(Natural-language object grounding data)

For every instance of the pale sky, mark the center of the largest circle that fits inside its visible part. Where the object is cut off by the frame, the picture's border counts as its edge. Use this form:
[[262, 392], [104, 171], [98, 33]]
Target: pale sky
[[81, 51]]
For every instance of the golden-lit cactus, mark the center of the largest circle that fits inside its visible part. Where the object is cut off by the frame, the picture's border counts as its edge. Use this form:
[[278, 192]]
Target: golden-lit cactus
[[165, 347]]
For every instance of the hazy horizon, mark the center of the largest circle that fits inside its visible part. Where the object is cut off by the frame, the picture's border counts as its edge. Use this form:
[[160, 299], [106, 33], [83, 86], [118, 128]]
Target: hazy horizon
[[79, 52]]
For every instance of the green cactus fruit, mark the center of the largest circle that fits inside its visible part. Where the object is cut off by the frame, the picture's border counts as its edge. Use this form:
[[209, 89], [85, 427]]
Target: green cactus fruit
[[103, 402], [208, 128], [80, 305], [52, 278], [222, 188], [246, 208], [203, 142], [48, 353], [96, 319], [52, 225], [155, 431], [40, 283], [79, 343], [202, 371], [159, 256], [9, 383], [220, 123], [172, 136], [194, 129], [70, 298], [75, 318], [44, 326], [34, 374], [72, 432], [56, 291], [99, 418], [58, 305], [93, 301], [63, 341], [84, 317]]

** ASSIGNMENT **
Return the lines above exactly, keeping every word.

** ANSWER TO THE EXERCISE **
For every instance of the pale sky, mark the center of the largest circle that fits inside its visible part. Where the object is cut off by the frame, the picture's border counts as its edge. Use this form:
[[262, 392], [104, 171], [98, 33]]
Target: pale sky
[[81, 51]]
For every instance of the golden-lit cactus, mark the center of the largest circle that fits inside its visible part. Where the object is cut off by the frame, the picture's border counts as its edge. Use this form:
[[278, 192]]
Target: golden-lit cactus
[[165, 347]]
For every instance of the hazy horizon, mark the center of the largest circle that fits inside its visible part. Where the object is cut off by the frame, the picture's border counts as its edge. Use this form:
[[160, 299], [106, 33], [83, 86], [118, 128]]
Target: hazy horizon
[[79, 52]]
For every instance of the green cactus fruit, mark the center of the largest circle that fits inside its visible part. Where the object is cut off by the frame, the picture's border counts as its edge. Use this form:
[[209, 89], [85, 427]]
Target: green cactus fruit
[[103, 402], [208, 128], [80, 305], [52, 278], [222, 188], [246, 208], [203, 142], [48, 353], [96, 319], [52, 225], [155, 431], [40, 283], [79, 343], [202, 371], [159, 256], [9, 383], [220, 123], [172, 136], [194, 129], [70, 298], [75, 318], [44, 326], [34, 374], [72, 432], [56, 291], [99, 418], [58, 305], [93, 301], [63, 341], [84, 317]]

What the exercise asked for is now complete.